- _What is asked_: Offset every coordinate in the answers by adding 50, and write out the lines below, requests included, starting at the line containing "the striped cushion." and ending at the line containing "coffee table leg.", both included. Return only those lines.
== == ==
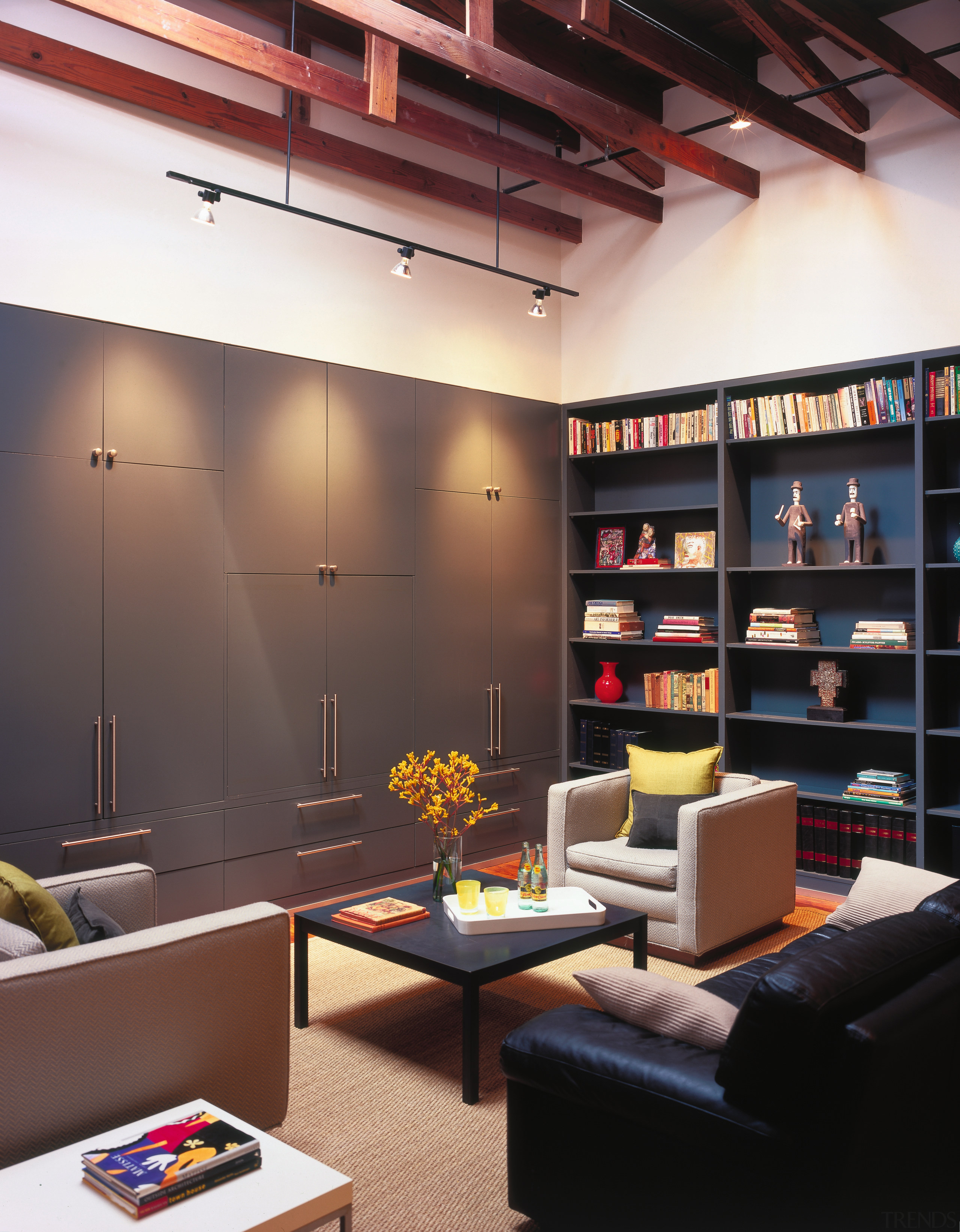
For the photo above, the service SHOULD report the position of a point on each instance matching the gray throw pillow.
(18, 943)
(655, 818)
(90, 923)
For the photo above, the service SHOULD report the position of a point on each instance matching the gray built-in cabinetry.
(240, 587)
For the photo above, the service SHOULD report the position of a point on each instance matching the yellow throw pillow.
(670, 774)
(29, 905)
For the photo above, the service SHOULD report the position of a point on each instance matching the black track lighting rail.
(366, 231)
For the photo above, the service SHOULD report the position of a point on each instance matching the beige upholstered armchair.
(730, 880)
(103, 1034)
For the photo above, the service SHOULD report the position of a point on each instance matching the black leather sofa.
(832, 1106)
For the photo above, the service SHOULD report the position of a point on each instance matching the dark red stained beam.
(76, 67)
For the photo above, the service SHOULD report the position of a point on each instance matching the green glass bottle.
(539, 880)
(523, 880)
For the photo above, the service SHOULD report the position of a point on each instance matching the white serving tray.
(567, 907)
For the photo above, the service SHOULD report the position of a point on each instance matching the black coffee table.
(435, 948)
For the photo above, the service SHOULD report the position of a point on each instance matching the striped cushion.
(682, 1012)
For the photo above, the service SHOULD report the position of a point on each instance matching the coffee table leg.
== == ==
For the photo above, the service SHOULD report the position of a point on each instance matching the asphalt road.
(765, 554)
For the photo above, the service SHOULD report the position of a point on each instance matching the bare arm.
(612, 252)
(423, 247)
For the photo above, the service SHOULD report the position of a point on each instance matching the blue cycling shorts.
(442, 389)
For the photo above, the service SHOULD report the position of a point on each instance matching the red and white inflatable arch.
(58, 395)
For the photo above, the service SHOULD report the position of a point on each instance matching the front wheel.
== == ==
- _Answer to the problem_:
For the photo above, the service SHOULD report the position of a point on each instance matching the striped cushion.
(732, 1062)
For the photo above, the service SHOULD report the position of a point on each instance matching the coffee table leg.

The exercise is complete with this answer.